* _DESCRIPTION OF THE TASK_: Reproduce verbatim the portion of the Herring v. United States article starting with "Earlier this year, the" and going on through "the U.S. Constitution.".

* _SELECTED EXTRACT_:

What Can You Do When the Police Break the Law? Sometimes Nothing at All Says the U.S. Supreme Court

          Earlier this year, the U.S. Supreme Court decided the case of Herring v. United States in which the issue presented was whether evidence found during a search incident to arrest must be excluded in a later prosecution when that evidence was seized by the police in violation of the Fourth Amendment to the U.S. Constitution.

 

          The pertinent facts in Herring are that in July of 2004 a police officer in Coffee County Alabama learned that an individual named Bennie Dean Herring had driven to the Coffee County Sheriff's Department in order to retrieve an item located in his truck which had been previously impounded by that same department.  Because the officer knew that Herring had a criminal past, he asked the county's warrants clerk to check on whether Herring had any outstanding warrants for his arrest in Coffee County.  When the clerk found none, the officer asked her to check on whether Herring had any outstanding warrants in neighboring Dale County.  Upon being told that Herring did indeed have an open warrant in that county, the officer arrested and searched Herring.  When he did so, the officer found drugs and a gun on Herring's person.  However, within ten to fifteen minutes of Herring's arrest, the officer was told that the warrant he had arrested Herring for had actually been recalled five months earlier.  In spite of that, Herring was indicted in a United States District Court in Alabama for illegally possessing the gun and drugs.

 

          Herring's lawyer filed a motion to suppress the gun and drugs on the ground that Herring's arrest was illegal because the warrant he had been arrested for had been recalled five months prior to his arrest.  Although the prosecutor agreed that Herring's arrest violated the Fourth Amendment, he still maintained that he should be allowed to present the seized evidence to the jury at Herring's trial because the arresting officer reasonably believed that there was an outstanding arrest warrant in effect when he arrested Herring.

* _LISTED RECORDS_:
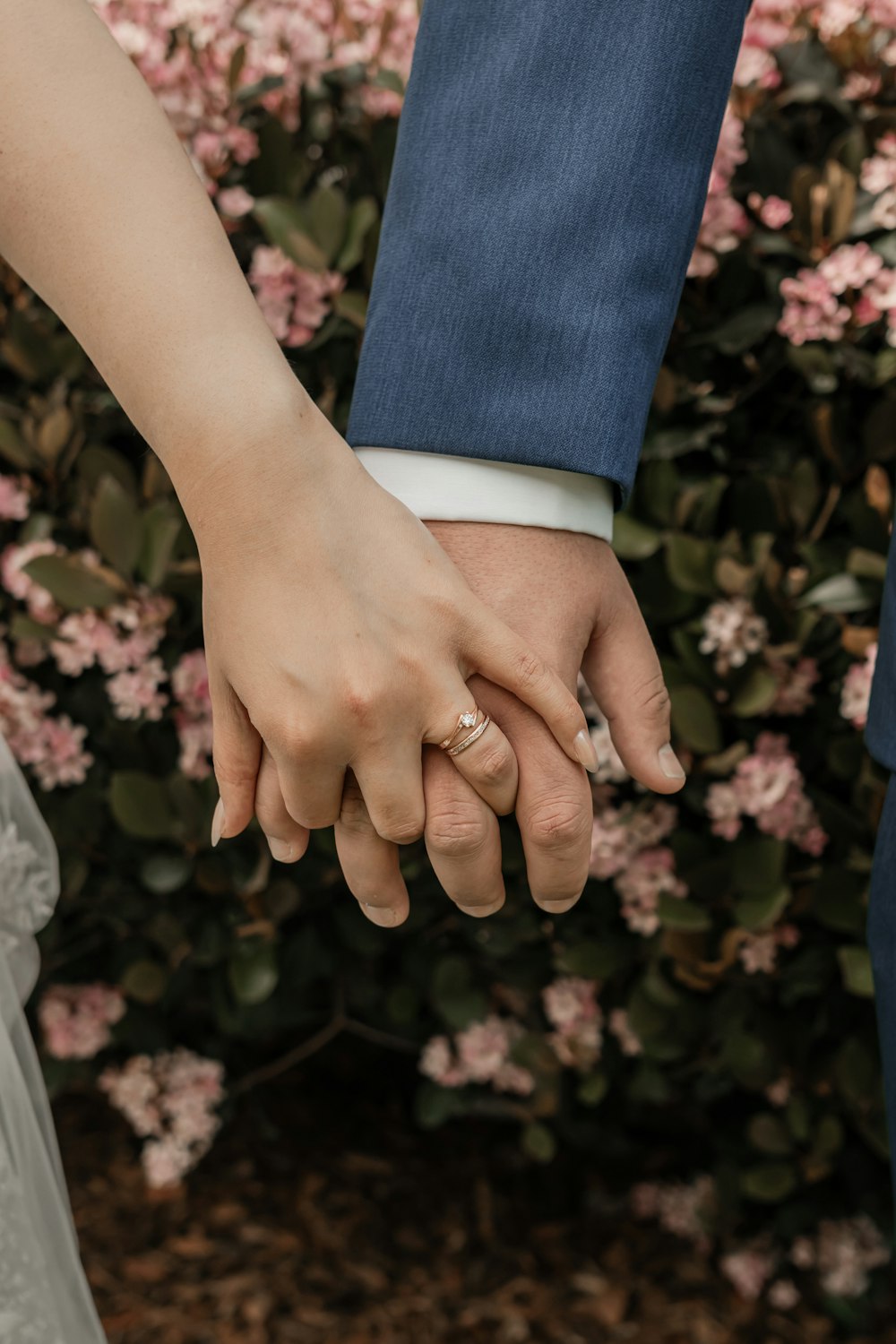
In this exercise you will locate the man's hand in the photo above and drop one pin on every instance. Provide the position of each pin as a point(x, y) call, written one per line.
point(567, 596)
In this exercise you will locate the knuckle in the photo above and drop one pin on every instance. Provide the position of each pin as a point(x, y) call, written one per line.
point(530, 669)
point(495, 765)
point(354, 814)
point(454, 832)
point(654, 699)
point(401, 827)
point(559, 824)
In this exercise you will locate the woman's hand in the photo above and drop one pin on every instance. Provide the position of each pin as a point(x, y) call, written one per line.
point(340, 636)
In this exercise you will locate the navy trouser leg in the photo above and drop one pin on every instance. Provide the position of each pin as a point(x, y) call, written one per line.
point(882, 941)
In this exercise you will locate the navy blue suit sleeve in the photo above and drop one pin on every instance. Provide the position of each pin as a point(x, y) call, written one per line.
point(548, 183)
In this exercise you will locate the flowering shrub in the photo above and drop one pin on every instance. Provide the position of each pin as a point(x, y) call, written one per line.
point(702, 1019)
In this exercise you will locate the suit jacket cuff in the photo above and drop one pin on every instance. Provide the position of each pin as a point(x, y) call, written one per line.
point(438, 486)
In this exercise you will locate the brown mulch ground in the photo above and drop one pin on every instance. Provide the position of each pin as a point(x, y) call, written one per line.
point(335, 1220)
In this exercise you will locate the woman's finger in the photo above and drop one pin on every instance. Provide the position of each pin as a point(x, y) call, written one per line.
point(481, 753)
point(501, 656)
point(236, 754)
point(392, 784)
point(370, 863)
point(287, 839)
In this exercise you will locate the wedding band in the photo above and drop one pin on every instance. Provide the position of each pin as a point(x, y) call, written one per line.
point(465, 720)
point(473, 737)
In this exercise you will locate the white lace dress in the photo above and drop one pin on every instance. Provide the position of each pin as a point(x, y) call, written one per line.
point(43, 1293)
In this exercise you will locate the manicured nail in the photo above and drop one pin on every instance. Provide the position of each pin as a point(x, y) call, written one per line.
point(583, 747)
point(382, 916)
point(481, 911)
point(557, 908)
point(281, 849)
point(669, 762)
point(218, 823)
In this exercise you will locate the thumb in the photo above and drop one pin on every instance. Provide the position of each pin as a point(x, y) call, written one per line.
point(237, 749)
point(622, 672)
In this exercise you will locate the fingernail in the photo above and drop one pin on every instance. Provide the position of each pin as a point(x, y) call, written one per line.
point(382, 916)
point(557, 908)
point(481, 911)
point(583, 747)
point(281, 849)
point(218, 823)
point(669, 762)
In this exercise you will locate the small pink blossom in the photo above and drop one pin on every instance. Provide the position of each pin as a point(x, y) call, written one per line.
point(13, 500)
point(171, 1099)
point(732, 631)
point(75, 1019)
point(856, 691)
point(774, 211)
point(136, 695)
point(748, 1269)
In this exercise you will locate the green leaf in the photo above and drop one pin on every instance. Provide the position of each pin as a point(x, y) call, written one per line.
point(592, 1089)
point(676, 913)
point(759, 911)
point(142, 806)
point(770, 1134)
point(689, 561)
point(758, 866)
point(161, 529)
point(362, 218)
point(285, 225)
point(769, 1182)
point(855, 964)
point(70, 582)
point(538, 1142)
point(144, 980)
point(755, 695)
point(13, 448)
point(634, 540)
point(116, 526)
point(253, 973)
point(694, 720)
point(352, 306)
point(327, 217)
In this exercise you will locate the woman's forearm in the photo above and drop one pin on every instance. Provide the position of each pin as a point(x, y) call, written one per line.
point(104, 215)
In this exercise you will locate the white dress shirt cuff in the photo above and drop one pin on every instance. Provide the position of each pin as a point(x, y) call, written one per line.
point(471, 489)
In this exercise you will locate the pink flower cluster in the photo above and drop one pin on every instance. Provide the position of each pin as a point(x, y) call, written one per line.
point(758, 952)
point(479, 1054)
point(686, 1210)
point(293, 300)
point(724, 220)
point(201, 56)
point(732, 631)
point(842, 1254)
point(75, 1019)
point(573, 1010)
point(856, 690)
point(13, 499)
point(852, 284)
point(53, 747)
point(169, 1099)
point(193, 714)
point(794, 685)
point(769, 787)
point(625, 846)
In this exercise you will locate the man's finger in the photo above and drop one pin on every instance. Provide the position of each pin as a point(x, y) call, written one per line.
point(370, 865)
point(462, 838)
point(622, 672)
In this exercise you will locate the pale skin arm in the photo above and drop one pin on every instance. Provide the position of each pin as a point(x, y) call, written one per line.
point(338, 631)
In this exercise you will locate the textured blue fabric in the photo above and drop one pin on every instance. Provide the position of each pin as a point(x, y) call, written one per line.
point(880, 730)
point(882, 941)
point(549, 177)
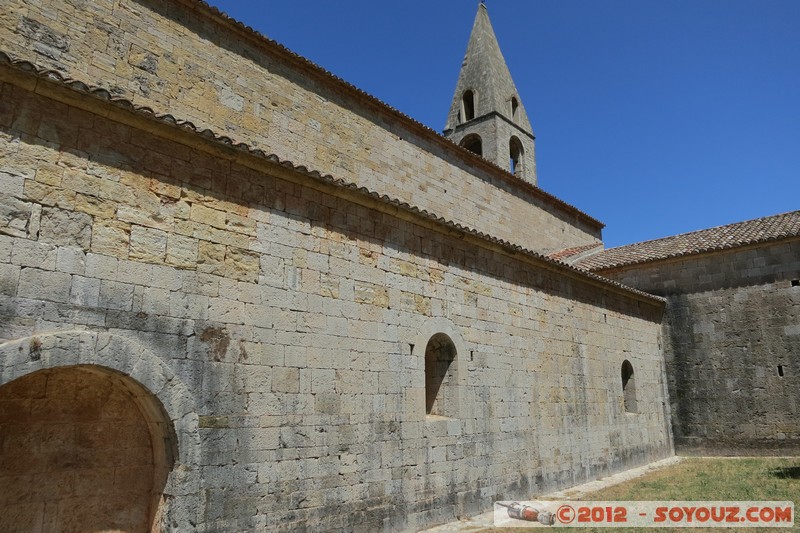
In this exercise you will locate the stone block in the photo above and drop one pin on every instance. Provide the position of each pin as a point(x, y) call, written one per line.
point(15, 216)
point(148, 244)
point(85, 291)
point(71, 260)
point(9, 279)
point(116, 295)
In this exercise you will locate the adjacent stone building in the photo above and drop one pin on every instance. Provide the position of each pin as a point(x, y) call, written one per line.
point(239, 294)
point(731, 330)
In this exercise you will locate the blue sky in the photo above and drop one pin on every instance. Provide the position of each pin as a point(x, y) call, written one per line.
point(655, 117)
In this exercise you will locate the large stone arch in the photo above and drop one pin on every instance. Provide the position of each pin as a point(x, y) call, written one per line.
point(440, 333)
point(165, 402)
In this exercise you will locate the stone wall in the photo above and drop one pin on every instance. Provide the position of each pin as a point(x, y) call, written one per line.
point(178, 58)
point(733, 337)
point(295, 314)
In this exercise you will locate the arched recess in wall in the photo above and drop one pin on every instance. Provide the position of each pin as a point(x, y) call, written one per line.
point(628, 387)
point(444, 369)
point(106, 428)
point(473, 143)
point(469, 105)
point(516, 153)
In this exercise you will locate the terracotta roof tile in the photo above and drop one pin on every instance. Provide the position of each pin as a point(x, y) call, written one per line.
point(759, 230)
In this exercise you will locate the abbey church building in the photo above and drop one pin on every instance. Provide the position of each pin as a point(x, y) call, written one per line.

* _TASK RESPONSE_:
Earlier this year, the U.S. Supreme Court decided the case of Herring v. United States in which the issue presented was whether evidence found during a search incident to arrest must be excluded in a later prosecution when that evidence was seized by the police in violation of the Fourth Amendment to the U.S. Constitution.